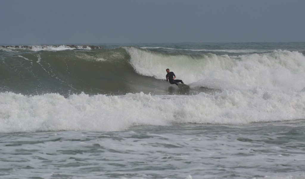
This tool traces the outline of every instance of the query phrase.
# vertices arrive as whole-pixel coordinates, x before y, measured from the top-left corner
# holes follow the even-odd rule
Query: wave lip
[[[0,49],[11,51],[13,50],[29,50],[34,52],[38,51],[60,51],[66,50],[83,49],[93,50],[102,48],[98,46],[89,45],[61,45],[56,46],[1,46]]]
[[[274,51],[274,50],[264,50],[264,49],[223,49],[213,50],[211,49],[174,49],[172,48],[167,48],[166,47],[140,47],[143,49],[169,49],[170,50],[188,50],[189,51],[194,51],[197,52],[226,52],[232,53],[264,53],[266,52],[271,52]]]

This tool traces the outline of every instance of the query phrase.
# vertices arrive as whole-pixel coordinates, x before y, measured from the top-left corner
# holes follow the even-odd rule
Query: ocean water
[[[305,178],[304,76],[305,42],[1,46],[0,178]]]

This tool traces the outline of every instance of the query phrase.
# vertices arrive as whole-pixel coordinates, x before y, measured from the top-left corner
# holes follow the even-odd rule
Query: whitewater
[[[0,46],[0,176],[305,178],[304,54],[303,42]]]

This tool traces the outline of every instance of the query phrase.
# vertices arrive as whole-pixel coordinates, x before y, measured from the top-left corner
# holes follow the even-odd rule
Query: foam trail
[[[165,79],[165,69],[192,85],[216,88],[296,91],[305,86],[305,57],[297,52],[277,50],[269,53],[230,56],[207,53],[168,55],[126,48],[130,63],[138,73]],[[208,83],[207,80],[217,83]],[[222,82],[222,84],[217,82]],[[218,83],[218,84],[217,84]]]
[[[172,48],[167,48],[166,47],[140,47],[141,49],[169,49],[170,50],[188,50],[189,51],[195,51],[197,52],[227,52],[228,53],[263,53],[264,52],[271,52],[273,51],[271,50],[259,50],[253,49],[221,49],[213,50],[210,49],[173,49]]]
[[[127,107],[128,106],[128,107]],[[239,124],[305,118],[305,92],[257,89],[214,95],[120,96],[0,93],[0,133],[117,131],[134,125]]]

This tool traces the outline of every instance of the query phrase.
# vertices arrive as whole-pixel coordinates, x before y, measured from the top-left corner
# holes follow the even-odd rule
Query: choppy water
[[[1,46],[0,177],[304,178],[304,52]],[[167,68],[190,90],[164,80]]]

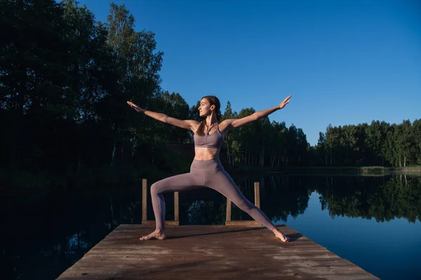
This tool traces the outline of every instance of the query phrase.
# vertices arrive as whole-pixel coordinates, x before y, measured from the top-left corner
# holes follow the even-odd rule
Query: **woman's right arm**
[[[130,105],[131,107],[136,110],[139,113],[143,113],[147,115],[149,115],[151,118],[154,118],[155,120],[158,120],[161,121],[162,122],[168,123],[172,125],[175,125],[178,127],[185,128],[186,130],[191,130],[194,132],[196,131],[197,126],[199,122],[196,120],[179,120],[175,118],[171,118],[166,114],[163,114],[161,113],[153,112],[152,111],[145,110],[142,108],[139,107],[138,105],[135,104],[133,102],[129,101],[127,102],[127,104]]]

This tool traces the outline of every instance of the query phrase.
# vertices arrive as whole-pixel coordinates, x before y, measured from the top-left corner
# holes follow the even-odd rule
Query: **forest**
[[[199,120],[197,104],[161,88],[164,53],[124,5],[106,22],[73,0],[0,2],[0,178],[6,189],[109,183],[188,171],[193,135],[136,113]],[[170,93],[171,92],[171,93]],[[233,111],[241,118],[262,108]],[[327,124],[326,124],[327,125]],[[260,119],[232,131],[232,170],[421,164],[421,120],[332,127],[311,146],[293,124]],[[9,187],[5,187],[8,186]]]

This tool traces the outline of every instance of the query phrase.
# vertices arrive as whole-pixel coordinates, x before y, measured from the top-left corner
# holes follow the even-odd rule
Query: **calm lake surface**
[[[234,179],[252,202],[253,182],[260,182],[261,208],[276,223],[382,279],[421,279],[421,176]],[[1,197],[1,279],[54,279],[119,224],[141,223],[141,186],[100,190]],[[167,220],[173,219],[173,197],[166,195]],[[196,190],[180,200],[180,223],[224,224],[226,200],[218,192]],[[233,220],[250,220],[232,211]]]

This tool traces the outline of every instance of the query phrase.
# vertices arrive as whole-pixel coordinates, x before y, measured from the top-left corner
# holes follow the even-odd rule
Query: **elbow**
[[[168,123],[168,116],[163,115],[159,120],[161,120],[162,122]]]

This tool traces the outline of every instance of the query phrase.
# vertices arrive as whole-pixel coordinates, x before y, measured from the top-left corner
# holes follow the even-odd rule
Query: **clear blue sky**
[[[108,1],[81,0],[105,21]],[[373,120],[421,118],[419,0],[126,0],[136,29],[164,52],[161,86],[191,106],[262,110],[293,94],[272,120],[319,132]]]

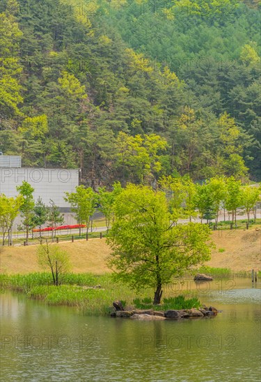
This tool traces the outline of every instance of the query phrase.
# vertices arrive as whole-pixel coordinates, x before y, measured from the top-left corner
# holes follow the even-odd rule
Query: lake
┄┄┄┄┄┄┄┄┄┄┄┄┄┄┄┄┄┄┄┄
● **Task directions**
Convert all the rows above into a Markdown table with two columns, No. and Line, giving each line its own number in order and skipping blank lines. Leave the pictures out of the table.

● **Solution to this problem**
| No. | Line |
|---|---|
| 1 | This tool traces the outline of every instance of the query phrase. |
| 2 | # vertices arrive as whole-pixel coordinates, x before y, measured from the top-left corner |
| 3 | # holes follow the even-odd rule |
| 4 | Query: wave lip |
| 5 | [[[0,49],[11,51],[13,50],[29,50],[34,52],[38,51],[60,51],[66,50],[83,49],[93,50],[102,48],[98,46],[89,45],[61,45],[56,46],[1,46]]] |
| 6 | [[[274,51],[274,50],[264,50],[264,49],[223,49],[213,50],[211,49],[174,49],[172,48],[167,48],[166,47],[140,47],[143,49],[169,49],[170,50],[188,50],[189,51],[194,51],[197,52],[226,52],[232,53],[264,53],[266,52],[271,52]]] |
| 7 | This tool traces the outline of every instance of the query phrase. |
| 8 | # vertices arrive as whole-pixel coordinates, x before y, measured from the top-left corner |
| 9 | # holes follow the even-odd rule |
| 10 | Query: ocean water |
| 11 | [[[305,178],[304,76],[305,42],[1,46],[0,178]]] |
| 12 | This tool traces the outline of every instance of the query phrase. |
| 13 | # vertices arrive as whole-pixel coordinates, x before y, measured from the top-left corner |
| 14 | # holes follow the even-odd rule |
| 15 | Query: whitewater |
| 16 | [[[0,46],[0,176],[305,178],[304,54],[303,42]]] |
| 17 | This tool traces the outline of every instance of the query phrase. |
| 18 | # vertices arrive as whole-pixel coordinates, x before y, measured from the top-left corner |
| 19 | # holes follow the even-odd rule |
| 20 | Query: foam trail |
| 21 | [[[165,79],[165,69],[192,85],[216,88],[296,91],[305,86],[305,57],[297,52],[277,50],[269,53],[230,56],[207,53],[168,55],[126,48],[130,63],[138,73]],[[208,83],[207,80],[217,83]],[[222,82],[222,84],[217,82]],[[218,83],[218,84],[217,84]]] |
| 22 | [[[172,48],[167,48],[166,47],[140,47],[141,49],[169,49],[170,50],[188,50],[189,51],[195,51],[197,52],[227,52],[228,53],[263,53],[264,52],[271,52],[273,51],[271,50],[259,50],[253,49],[221,49],[213,50],[210,49],[173,49]]] |
| 23 | [[[127,107],[128,106],[128,107]],[[239,124],[305,118],[305,92],[257,89],[214,95],[120,96],[0,93],[0,133],[117,131],[134,125]]] |
| 24 | This tool traces the outline of every instance of the query phrase. |
| 25 | # vertices arrive as whole-pixel coordinates, x before y, measured from the top-left corner |
| 26 | # holes follow the even-odd rule |
| 27 | Query: choppy water |
| 28 | [[[1,46],[0,177],[304,178],[304,52]],[[167,68],[190,90],[164,80]]] |
| 29 | This tool traces the outline of every instance of the query phrase. |
| 30 | # vertices arrive as whole-pixel coordinates, x before y, measured from the top-left corner |
| 31 | # holes follow the even-odd rule |
| 32 | Query: **woman's right arm** |
| 33 | [[[130,105],[131,107],[136,110],[139,113],[143,113],[147,115],[149,115],[151,118],[154,118],[155,120],[158,120],[161,121],[162,122],[168,123],[172,125],[175,125],[178,127],[185,128],[186,130],[191,130],[194,132],[196,131],[197,126],[199,122],[196,120],[179,120],[175,118],[171,118],[166,114],[163,114],[161,113],[153,112],[152,111],[145,110],[142,108],[139,107],[138,105],[135,104],[133,102],[129,101],[127,102],[127,104]]] |
| 34 | This tool traces the outline of every instance of the query phrase. |
| 35 | # vertices arrive as whole-pixel coordinates, x before y, measured from the top-left corner |
| 36 | # holes follow the even-odd rule |
| 37 | Query: **forest** |
| 38 | [[[199,120],[197,104],[161,88],[164,53],[124,5],[106,22],[73,0],[0,2],[0,178],[6,189],[109,183],[188,171],[193,135],[136,113]],[[170,93],[171,92],[171,93]],[[233,111],[241,118],[262,108]],[[327,124],[326,124],[327,125]],[[260,119],[232,131],[232,170],[421,164],[421,120],[332,127],[311,146],[293,124]],[[9,187],[5,187],[8,186]]] |
| 39 | This tool traces the outline of every instance of the query phrase. |
| 40 | # vertices arrive as whole-pixel coordinates, x before y, measured from the top-left corner |
| 41 | # holes follow the even-odd rule |
| 42 | Query: **calm lake surface** |
| 43 | [[[234,179],[252,202],[253,182],[260,182],[261,208],[276,223],[382,279],[421,279],[421,176]],[[1,197],[1,279],[54,279],[119,224],[141,223],[141,186],[100,190]],[[167,220],[173,219],[173,197],[166,195]],[[196,190],[180,200],[180,223],[224,224],[226,200],[218,192]],[[233,220],[250,220],[232,211]]] |
| 44 | This tool traces the outline of every instance of the query phrase. |
| 45 | # vertices arrive as whole-pixel coordinates, x before y, measured from the top-left corner |
| 46 | # holes follow the even-odd rule |
| 47 | Query: **elbow** |
| 48 | [[[168,123],[168,116],[163,115],[159,120],[161,120],[162,122]]] |
| 49 | This tool traces the outline of every instance of the query phrase. |
| 50 | # vertices arrive as whole-pixel coordinates, x before y, measured from the top-left corner |
| 51 | # holes follow the even-odd rule |
| 52 | Query: **clear blue sky** |
| 53 | [[[108,1],[81,0],[105,21]],[[373,120],[421,118],[419,0],[126,0],[136,29],[164,52],[161,86],[191,106],[262,110],[293,94],[272,120],[319,132]]] |
| 54 | This tool traces the outline of every instance of the query phrase. |
| 55 | # vertices arrive as whole-pixel coordinates, x before y, measured from the top-left corner |
| 56 | # holes follow the even-odd rule |
| 57 | Query: lake |